(Image-grounded pointing data)
------------------------------------------------------------
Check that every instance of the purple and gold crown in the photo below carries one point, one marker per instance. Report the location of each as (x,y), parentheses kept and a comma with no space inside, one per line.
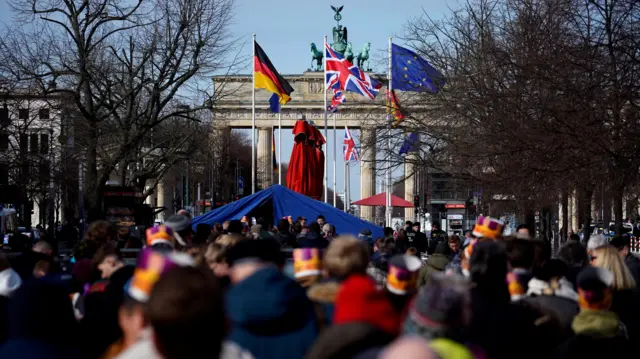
(487,227)
(160,234)
(150,268)
(403,274)
(307,262)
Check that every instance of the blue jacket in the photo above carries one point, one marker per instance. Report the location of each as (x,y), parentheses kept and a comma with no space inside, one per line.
(271,316)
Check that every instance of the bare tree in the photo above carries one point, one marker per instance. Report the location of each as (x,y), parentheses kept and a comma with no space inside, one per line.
(540,97)
(129,66)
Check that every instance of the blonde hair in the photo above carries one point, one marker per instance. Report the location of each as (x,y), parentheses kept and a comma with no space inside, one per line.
(608,258)
(346,255)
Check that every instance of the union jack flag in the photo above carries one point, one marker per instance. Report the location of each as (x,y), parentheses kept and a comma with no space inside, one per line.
(343,75)
(338,98)
(349,147)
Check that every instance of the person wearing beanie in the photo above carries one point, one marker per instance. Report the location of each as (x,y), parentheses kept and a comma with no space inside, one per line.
(402,281)
(495,320)
(436,262)
(596,241)
(520,253)
(160,238)
(359,300)
(269,313)
(345,256)
(307,266)
(313,238)
(599,333)
(136,341)
(442,308)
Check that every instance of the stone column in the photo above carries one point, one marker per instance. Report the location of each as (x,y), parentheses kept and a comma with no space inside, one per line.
(573,211)
(409,188)
(265,157)
(164,198)
(367,170)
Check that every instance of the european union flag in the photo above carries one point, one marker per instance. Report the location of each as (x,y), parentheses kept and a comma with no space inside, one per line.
(274,103)
(410,72)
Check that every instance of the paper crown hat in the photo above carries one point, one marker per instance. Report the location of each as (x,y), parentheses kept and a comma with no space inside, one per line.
(307,262)
(487,227)
(403,274)
(160,234)
(150,268)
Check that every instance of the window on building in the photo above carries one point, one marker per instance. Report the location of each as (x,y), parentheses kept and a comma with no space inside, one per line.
(24,142)
(44,172)
(43,114)
(4,117)
(44,143)
(23,113)
(4,141)
(4,174)
(33,141)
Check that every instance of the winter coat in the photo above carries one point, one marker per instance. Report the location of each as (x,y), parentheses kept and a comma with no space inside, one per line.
(271,316)
(599,334)
(313,240)
(435,263)
(323,295)
(625,305)
(556,299)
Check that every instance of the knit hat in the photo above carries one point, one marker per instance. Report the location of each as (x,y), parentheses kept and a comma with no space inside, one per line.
(594,288)
(160,235)
(443,303)
(150,267)
(517,281)
(179,223)
(403,274)
(597,241)
(358,300)
(307,262)
(256,228)
(487,227)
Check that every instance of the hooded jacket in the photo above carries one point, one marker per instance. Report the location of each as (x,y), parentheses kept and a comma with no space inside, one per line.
(271,316)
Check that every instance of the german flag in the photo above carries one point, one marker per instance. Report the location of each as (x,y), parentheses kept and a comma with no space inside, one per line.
(266,77)
(273,150)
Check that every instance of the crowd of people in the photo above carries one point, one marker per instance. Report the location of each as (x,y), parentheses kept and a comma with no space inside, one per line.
(228,291)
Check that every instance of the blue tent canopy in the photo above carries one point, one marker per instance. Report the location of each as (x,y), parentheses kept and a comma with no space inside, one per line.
(278,201)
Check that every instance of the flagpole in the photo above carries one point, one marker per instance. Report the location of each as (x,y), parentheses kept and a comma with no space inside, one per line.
(272,150)
(326,174)
(389,185)
(280,147)
(253,120)
(344,205)
(335,134)
(348,195)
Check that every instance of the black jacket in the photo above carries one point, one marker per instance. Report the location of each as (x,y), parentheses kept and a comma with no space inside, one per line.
(312,240)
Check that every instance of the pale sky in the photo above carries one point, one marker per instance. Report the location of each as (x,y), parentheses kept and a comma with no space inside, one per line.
(284,29)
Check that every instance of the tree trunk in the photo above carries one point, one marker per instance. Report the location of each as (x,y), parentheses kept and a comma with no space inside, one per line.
(565,215)
(94,189)
(617,209)
(585,209)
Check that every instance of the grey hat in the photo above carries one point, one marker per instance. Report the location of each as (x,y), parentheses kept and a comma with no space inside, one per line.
(178,223)
(597,241)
------------------------------------------------------------
The pictures alone are to be left out when the data above is copied; all else must match exactly.

Check that every instance of the purple and gold crown in the photo below carries one point, one marker per instance. Report the location of each as (x,y), parentheses kept and a comma with no space inside, one per line.
(487,227)
(160,234)
(150,268)
(403,274)
(307,262)
Check that every instance of the blue jacket in the photo above carries one point, one marker per instance. Report the location of each as (x,y), parentheses kept and a comma with no space inside, one per line.
(271,316)
Check that every instance of the bare tree in the photo above carries one point, one marker per instance. Report the location of each as (x,y), parentheses kept and a comma with no space inside, one per line.
(540,97)
(129,66)
Check that every instance of the blonde hair in the photo above carries one point, one marker per instance. Report the location of each as (x,y), parentheses kept and a comma with no space inside, one per line.
(608,258)
(346,255)
Check that every instance of the union jack flag in the photo above carries one point, one marker per instance. Report the location of each as (x,y), parentheses kept and a comma with no space inside, one per line.
(343,75)
(338,98)
(349,147)
Check that every instance of the person wearing beanie in the photo above carries one point, one marker per instance. Report the location of each as (x,y), parentheses kept and a comma with no space inside, one per line.
(402,281)
(495,320)
(436,262)
(596,241)
(520,253)
(160,238)
(359,300)
(269,313)
(345,256)
(307,266)
(313,238)
(599,333)
(136,341)
(442,308)
Check that every instance of the stone column in the photo above carries one point, one marker per instance. Report the location of each as (x,y), parentheses kept and a comma with no space inside, one per line.
(573,211)
(409,188)
(265,157)
(164,198)
(367,170)
Check that every instance of the european union flag in the photo above carries one point, one marker per instance. Report the location of each as (x,y), parentheses kept and a comma with no space inside, one per line.
(274,103)
(410,72)
Check that every instance of the paper crown hat in the photo above carries one point, one marker per instance. Report the location of each as (x,y), parentheses kept and a comma with no space inside, one per line.
(307,262)
(487,227)
(403,274)
(160,234)
(150,268)
Check that every instance of the window on building in the photo above carries one point, one marker per instance. Report the location of each as (x,y), parentheses kept and a comma with no space inside, one per line.
(24,142)
(44,172)
(43,114)
(4,117)
(44,143)
(23,113)
(4,141)
(4,174)
(33,141)
Check that every instance of the winter coat in the photo above carries one point, one marker per instance. Report the location of each as (x,y), parentheses kept and a comma with no space inside, one per line.
(271,316)
(599,334)
(313,240)
(435,263)
(323,295)
(625,305)
(556,299)
Check that every instance of the knit hat in the photo above carries one point, one marker per instance. Report the location of each as (x,y), parentheses kept and a comma with no space inside, one per line.
(594,288)
(160,235)
(443,303)
(150,267)
(517,281)
(179,223)
(403,274)
(597,241)
(358,300)
(307,262)
(256,228)
(487,227)
Check that every instance of the hooded jacket in the photo above carries one point, one marker per instance. Report the location of each as (x,y), parentheses kept and a comma with no space inside, one per line.
(271,316)
Check that every instance of the german flag in the photo above carries one point, one marker per instance. Report the location of each as (x,y), parentheses kept and a comma with no space inside, one per line.
(266,77)
(273,150)
Check that every instance of the crowd of people in the photo above carries one point, one marker per instance. Report the location of each as (x,y), parentheses kept and a comma with no space inside, one per line.
(228,291)
Check that every instance of the blue tent canopy in the photo above carries one point, one marker per instance. Report the location of each as (x,y), parentheses kept and a comma with no space inside, one per line.
(278,201)
Check that every instance of the flagpole in the photo above carries one point, one marker per instance. Report the location of each as (x,y), parentheses kept and a comma with no space inside, one per line.
(272,150)
(326,174)
(389,185)
(280,147)
(253,120)
(344,205)
(335,134)
(348,195)
Check that every instance of the black jacket in the photo above carries one point, one marker per instance. Report the location of each as (x,y), parentheses kept and a comma with no space inside, one per line.
(312,240)
Check that every instance of the pale sky in the photo above carries one point, one marker per instance. Report the location of each as (x,y), parentheses kept and a comma with no space inside, one per line.
(284,29)
Check that every instance of the tree trunk in the photo above carries one point, one marker per instance. Report the location of each as (x,y), parentheses kept and a comma with no space inside, one per line.
(565,215)
(94,189)
(617,209)
(585,209)
Check that every instance of the grey hat in the photo above carries one point, one marker per instance. Report the location of each as (x,y), parentheses kept and a comma with no space inside, one per line.
(178,223)
(597,241)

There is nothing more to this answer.